[Saved entries]
========================

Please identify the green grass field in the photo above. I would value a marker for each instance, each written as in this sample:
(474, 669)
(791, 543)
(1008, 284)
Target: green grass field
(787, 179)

========================

Problem
Copy the records above exactly as written.

Output for this task
Please identify the green grass field in the photo above. I would value a marker for each instance, each written as in this sample:
(474, 669)
(791, 543)
(1008, 284)
Target: green grass field
(787, 179)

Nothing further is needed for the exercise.